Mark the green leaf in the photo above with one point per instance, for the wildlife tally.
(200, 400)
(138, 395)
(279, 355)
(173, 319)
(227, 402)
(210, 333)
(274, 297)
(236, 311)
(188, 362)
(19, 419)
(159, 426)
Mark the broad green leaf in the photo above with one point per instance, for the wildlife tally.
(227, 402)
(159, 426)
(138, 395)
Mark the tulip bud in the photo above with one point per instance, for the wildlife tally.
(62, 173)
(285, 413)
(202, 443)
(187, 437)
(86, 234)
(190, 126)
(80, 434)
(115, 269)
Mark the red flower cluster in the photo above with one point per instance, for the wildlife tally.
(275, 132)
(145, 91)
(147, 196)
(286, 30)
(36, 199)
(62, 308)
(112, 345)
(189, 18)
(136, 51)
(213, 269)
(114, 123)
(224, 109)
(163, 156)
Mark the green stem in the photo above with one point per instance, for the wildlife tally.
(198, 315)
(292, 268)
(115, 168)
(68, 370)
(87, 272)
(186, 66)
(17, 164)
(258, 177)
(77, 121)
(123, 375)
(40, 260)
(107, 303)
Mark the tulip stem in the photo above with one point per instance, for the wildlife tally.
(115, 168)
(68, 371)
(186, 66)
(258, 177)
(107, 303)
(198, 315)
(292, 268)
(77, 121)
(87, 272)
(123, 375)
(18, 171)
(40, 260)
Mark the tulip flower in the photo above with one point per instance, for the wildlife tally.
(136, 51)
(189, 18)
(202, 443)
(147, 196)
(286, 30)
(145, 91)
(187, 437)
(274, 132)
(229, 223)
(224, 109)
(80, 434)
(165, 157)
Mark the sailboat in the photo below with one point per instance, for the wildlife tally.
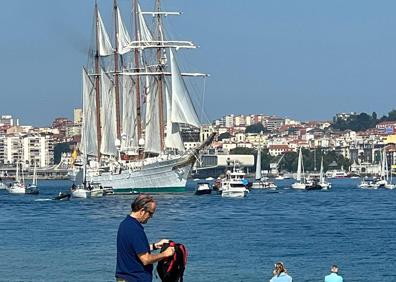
(389, 180)
(261, 182)
(322, 180)
(301, 183)
(18, 187)
(33, 188)
(133, 109)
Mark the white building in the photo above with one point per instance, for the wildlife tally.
(27, 149)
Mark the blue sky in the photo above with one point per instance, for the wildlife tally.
(305, 59)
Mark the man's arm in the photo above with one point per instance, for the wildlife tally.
(147, 258)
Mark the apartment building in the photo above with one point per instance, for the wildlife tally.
(28, 149)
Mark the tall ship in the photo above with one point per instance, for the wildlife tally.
(134, 100)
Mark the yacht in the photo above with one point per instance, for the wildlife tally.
(234, 184)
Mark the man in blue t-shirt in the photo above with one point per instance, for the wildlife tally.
(333, 276)
(134, 257)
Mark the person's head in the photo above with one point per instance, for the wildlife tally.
(143, 208)
(334, 268)
(279, 267)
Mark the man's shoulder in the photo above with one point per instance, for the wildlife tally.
(333, 278)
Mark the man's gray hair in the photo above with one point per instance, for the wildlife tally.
(141, 202)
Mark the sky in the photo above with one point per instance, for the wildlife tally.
(305, 60)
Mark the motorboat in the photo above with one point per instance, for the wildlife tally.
(80, 191)
(62, 196)
(234, 184)
(32, 189)
(263, 184)
(203, 188)
(96, 191)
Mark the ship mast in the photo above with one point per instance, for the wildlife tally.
(137, 70)
(97, 82)
(160, 68)
(116, 72)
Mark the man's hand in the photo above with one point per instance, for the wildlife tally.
(159, 244)
(169, 252)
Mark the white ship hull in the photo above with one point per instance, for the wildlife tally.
(162, 176)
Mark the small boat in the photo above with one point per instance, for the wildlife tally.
(62, 196)
(203, 188)
(261, 182)
(234, 184)
(96, 190)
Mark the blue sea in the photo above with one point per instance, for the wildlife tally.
(227, 239)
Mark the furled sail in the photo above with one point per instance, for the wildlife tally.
(173, 138)
(108, 110)
(183, 110)
(123, 38)
(258, 163)
(144, 33)
(129, 114)
(104, 43)
(152, 136)
(89, 144)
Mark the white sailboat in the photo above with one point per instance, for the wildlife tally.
(233, 185)
(322, 180)
(133, 145)
(260, 182)
(301, 183)
(389, 180)
(17, 187)
(33, 188)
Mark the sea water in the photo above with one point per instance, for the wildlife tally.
(227, 239)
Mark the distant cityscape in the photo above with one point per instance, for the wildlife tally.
(43, 146)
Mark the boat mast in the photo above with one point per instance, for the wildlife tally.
(137, 70)
(116, 72)
(160, 68)
(97, 82)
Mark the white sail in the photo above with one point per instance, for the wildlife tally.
(17, 177)
(34, 181)
(128, 113)
(123, 38)
(89, 144)
(152, 137)
(104, 43)
(299, 166)
(144, 33)
(258, 164)
(321, 176)
(108, 116)
(182, 107)
(173, 138)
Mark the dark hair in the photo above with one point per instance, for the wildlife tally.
(141, 202)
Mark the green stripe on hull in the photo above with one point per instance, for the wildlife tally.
(149, 190)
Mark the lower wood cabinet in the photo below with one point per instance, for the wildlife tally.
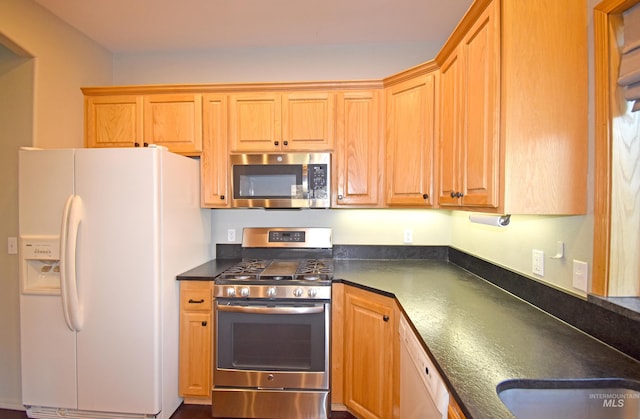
(365, 358)
(366, 378)
(195, 376)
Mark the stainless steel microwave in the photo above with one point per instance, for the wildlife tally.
(285, 180)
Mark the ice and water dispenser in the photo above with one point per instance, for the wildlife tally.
(40, 264)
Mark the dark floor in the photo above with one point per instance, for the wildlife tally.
(186, 411)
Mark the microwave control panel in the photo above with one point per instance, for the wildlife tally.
(318, 175)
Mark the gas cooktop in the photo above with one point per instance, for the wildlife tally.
(266, 269)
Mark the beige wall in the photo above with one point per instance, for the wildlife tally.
(16, 115)
(43, 64)
(65, 61)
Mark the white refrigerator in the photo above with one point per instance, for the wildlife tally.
(103, 234)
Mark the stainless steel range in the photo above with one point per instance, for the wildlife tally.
(272, 326)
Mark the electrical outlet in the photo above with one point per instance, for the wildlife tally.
(580, 270)
(537, 262)
(408, 236)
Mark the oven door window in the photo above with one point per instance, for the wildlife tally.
(259, 339)
(268, 181)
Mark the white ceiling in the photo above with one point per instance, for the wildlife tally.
(134, 26)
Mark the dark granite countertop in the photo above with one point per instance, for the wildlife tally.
(480, 335)
(477, 334)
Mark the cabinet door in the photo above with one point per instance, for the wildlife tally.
(468, 147)
(451, 126)
(195, 333)
(195, 370)
(215, 159)
(409, 146)
(113, 121)
(308, 120)
(357, 165)
(370, 333)
(255, 122)
(174, 121)
(480, 152)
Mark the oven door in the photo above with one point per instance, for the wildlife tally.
(272, 345)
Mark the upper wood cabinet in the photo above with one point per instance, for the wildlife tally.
(357, 162)
(468, 144)
(410, 133)
(113, 121)
(514, 123)
(294, 121)
(214, 167)
(122, 120)
(174, 121)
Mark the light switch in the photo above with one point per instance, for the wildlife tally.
(580, 271)
(12, 245)
(537, 262)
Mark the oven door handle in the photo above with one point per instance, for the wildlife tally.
(271, 310)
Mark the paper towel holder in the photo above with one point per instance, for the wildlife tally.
(492, 220)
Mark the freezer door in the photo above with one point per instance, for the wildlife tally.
(119, 354)
(48, 350)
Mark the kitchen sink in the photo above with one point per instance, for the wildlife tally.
(606, 398)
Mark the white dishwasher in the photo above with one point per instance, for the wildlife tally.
(423, 394)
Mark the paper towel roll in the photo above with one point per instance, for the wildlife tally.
(492, 220)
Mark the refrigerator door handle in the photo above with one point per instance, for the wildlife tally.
(71, 219)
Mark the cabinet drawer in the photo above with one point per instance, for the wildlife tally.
(195, 297)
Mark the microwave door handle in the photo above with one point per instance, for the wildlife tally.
(270, 310)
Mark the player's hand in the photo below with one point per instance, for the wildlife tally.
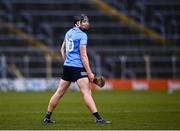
(91, 77)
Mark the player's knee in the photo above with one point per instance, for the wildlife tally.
(60, 92)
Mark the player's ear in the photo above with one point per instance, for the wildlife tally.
(78, 23)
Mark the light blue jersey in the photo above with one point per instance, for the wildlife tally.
(73, 38)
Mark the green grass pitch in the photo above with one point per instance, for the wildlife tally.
(126, 109)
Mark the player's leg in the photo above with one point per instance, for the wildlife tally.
(83, 84)
(62, 87)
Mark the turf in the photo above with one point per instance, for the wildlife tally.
(126, 109)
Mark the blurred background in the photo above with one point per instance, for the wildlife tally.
(128, 39)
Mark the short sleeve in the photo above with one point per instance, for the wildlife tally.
(83, 39)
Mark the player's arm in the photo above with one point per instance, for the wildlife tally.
(63, 50)
(85, 62)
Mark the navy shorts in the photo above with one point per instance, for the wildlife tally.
(72, 74)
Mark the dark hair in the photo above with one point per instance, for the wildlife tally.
(79, 18)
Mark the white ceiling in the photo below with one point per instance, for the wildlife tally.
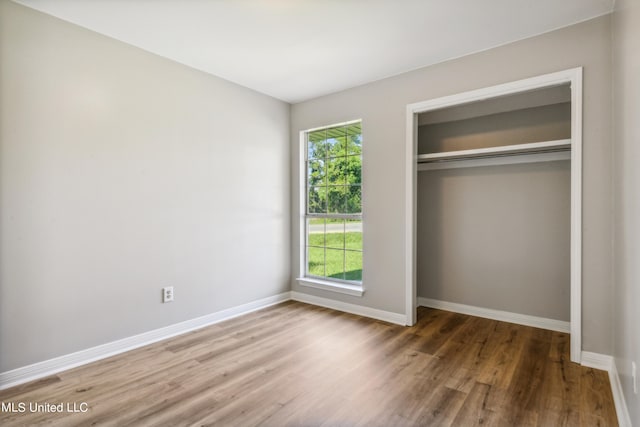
(300, 49)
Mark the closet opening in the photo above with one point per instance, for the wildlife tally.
(494, 204)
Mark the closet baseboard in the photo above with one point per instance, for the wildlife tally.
(504, 316)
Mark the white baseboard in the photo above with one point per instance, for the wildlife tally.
(624, 419)
(607, 363)
(603, 362)
(504, 316)
(387, 316)
(68, 361)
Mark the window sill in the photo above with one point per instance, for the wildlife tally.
(326, 285)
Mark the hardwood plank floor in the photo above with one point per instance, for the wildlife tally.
(295, 364)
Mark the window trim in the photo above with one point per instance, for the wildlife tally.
(329, 284)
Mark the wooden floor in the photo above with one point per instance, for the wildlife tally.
(299, 365)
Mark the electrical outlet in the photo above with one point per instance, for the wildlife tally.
(167, 294)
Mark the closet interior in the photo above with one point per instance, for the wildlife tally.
(493, 220)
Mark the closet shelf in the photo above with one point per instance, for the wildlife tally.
(506, 150)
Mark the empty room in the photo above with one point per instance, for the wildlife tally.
(319, 213)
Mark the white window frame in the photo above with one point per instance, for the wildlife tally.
(329, 284)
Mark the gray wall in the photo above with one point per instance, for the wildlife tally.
(122, 172)
(497, 237)
(548, 123)
(626, 315)
(382, 106)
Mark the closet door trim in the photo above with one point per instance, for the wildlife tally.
(574, 78)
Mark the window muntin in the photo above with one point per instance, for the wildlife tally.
(333, 211)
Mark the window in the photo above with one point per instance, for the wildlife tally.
(333, 204)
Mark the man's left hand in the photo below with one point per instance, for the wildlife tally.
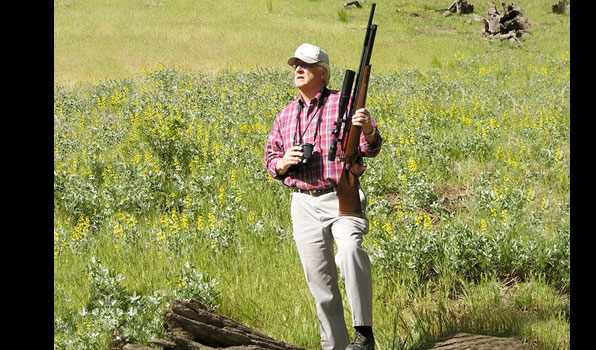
(361, 118)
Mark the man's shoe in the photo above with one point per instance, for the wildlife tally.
(362, 342)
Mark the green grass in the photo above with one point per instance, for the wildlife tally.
(160, 189)
(109, 39)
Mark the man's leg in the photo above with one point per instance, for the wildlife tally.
(354, 266)
(315, 248)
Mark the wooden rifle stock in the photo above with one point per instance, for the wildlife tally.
(349, 184)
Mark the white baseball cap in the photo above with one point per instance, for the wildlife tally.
(309, 54)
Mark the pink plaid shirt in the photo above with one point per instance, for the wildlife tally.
(320, 173)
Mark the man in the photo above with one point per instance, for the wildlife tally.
(309, 119)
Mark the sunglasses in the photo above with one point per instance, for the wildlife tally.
(303, 65)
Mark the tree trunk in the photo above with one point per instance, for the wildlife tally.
(192, 325)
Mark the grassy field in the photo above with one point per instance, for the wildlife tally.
(161, 112)
(110, 39)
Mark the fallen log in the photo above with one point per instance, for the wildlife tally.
(192, 325)
(560, 6)
(510, 24)
(459, 6)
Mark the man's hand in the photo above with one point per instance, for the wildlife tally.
(291, 157)
(361, 118)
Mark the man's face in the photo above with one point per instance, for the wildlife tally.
(308, 76)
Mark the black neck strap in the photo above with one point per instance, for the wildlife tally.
(320, 105)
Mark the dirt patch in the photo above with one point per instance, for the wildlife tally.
(453, 198)
(466, 341)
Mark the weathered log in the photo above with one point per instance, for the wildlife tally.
(459, 6)
(507, 25)
(192, 325)
(560, 6)
(355, 3)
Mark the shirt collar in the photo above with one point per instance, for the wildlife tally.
(314, 100)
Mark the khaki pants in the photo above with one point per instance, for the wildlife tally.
(316, 225)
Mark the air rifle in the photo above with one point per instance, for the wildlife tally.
(348, 186)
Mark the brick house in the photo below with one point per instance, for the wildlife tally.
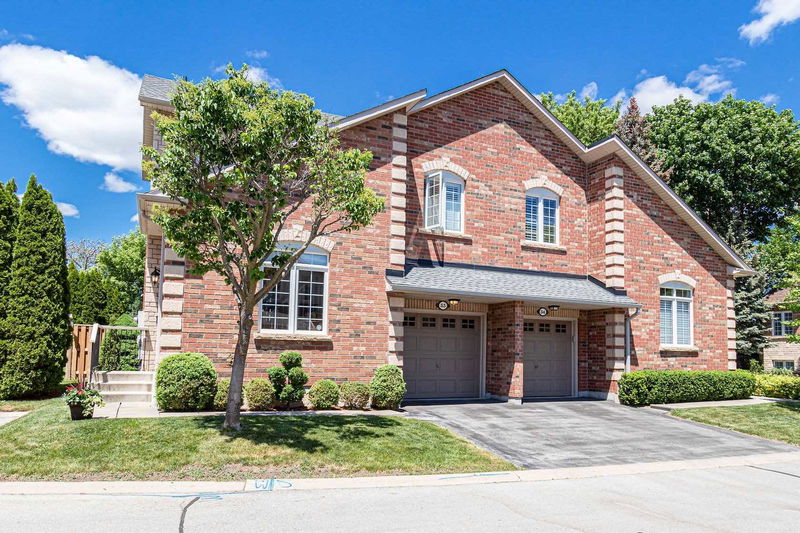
(780, 353)
(511, 261)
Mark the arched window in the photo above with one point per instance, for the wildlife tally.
(541, 216)
(298, 303)
(444, 201)
(676, 314)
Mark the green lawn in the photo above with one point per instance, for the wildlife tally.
(45, 444)
(776, 421)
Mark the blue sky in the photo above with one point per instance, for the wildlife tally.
(69, 71)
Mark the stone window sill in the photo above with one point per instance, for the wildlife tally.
(306, 337)
(679, 348)
(543, 246)
(447, 234)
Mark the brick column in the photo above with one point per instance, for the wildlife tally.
(505, 351)
(731, 320)
(170, 324)
(397, 202)
(615, 347)
(615, 228)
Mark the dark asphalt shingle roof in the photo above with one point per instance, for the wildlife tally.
(511, 284)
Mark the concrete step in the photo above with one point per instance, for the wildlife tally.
(117, 376)
(120, 396)
(125, 386)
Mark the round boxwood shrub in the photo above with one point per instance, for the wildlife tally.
(354, 395)
(324, 394)
(260, 394)
(185, 382)
(221, 397)
(387, 387)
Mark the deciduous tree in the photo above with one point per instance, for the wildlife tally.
(240, 161)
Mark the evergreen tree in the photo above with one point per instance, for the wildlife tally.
(634, 129)
(9, 207)
(38, 299)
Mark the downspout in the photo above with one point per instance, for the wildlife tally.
(628, 319)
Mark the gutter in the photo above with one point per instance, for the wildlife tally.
(628, 319)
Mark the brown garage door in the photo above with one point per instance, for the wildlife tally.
(548, 358)
(442, 356)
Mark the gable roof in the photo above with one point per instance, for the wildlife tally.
(588, 154)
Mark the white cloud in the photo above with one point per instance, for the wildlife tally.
(257, 54)
(68, 210)
(701, 84)
(773, 13)
(86, 108)
(589, 90)
(113, 183)
(659, 90)
(770, 98)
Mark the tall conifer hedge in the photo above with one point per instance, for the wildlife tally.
(37, 300)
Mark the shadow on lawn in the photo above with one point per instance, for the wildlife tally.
(309, 433)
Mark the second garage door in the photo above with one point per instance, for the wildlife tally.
(442, 356)
(548, 359)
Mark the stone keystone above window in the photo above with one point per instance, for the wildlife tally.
(445, 164)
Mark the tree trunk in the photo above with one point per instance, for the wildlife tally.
(233, 411)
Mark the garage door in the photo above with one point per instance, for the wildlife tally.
(442, 356)
(548, 358)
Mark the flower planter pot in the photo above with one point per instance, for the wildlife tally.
(76, 412)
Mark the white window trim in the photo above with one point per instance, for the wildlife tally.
(784, 326)
(293, 281)
(542, 194)
(675, 299)
(445, 177)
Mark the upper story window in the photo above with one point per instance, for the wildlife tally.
(444, 202)
(541, 216)
(298, 303)
(781, 323)
(676, 314)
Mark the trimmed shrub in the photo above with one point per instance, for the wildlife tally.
(185, 382)
(387, 387)
(221, 396)
(260, 394)
(775, 386)
(119, 350)
(288, 380)
(354, 395)
(645, 387)
(324, 394)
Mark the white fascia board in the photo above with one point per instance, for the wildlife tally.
(404, 102)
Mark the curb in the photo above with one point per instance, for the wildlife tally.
(215, 489)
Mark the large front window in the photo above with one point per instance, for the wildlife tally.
(298, 303)
(676, 314)
(781, 323)
(444, 202)
(541, 216)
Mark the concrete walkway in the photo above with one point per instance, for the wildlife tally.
(148, 410)
(755, 400)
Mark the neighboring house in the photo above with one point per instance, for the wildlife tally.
(508, 263)
(780, 353)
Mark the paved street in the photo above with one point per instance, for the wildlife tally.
(742, 498)
(562, 434)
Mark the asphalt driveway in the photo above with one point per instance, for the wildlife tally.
(587, 433)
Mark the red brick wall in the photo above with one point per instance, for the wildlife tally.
(505, 349)
(494, 137)
(357, 301)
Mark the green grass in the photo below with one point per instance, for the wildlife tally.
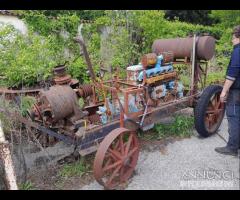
(78, 168)
(182, 126)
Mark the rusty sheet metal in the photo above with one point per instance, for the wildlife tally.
(149, 59)
(182, 47)
(85, 90)
(110, 171)
(60, 101)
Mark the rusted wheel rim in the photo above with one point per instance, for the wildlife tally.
(116, 158)
(214, 113)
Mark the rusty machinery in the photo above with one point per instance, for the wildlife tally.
(112, 111)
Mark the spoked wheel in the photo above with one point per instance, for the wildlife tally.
(209, 111)
(116, 158)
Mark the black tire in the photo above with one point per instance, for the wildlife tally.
(201, 108)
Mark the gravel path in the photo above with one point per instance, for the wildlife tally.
(190, 163)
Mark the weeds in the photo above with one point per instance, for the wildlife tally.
(182, 126)
(78, 168)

•••

Rewrite everything from the line containing "Mark the red brick" down to the last line, putting "field count" wherever "wildlife tally" appears and changing nothing else. Leave the pictures out of your answer.

> [Full solution]:
Mark the red brick wall in the photo above with one point per instance, for the field count.
(505, 349)
(494, 137)
(357, 301)
Mark the green grass in the photo below with one point per instance, for the field count.
(78, 168)
(182, 126)
Mark the rusty sheet metal in the photo above with one point per instance, for the field count.
(149, 59)
(182, 47)
(85, 90)
(110, 171)
(60, 101)
Mark the rusted wheel rim in the photo above with one point per instance, for the field count.
(116, 158)
(214, 113)
Mark the rusty machinery in the photo above with one point per instance, for the field count.
(112, 111)
Mark the spoked wheel in the photo above with one point per instance, for the field count.
(209, 111)
(116, 158)
Mark the black tire in the photo above with one point per instance, for the field count.
(201, 108)
Mark the gravel path in the photo above with one point per instance, for the field count.
(190, 163)
Mark the weeds in the photo above with one point per instance, for the field count.
(182, 126)
(78, 168)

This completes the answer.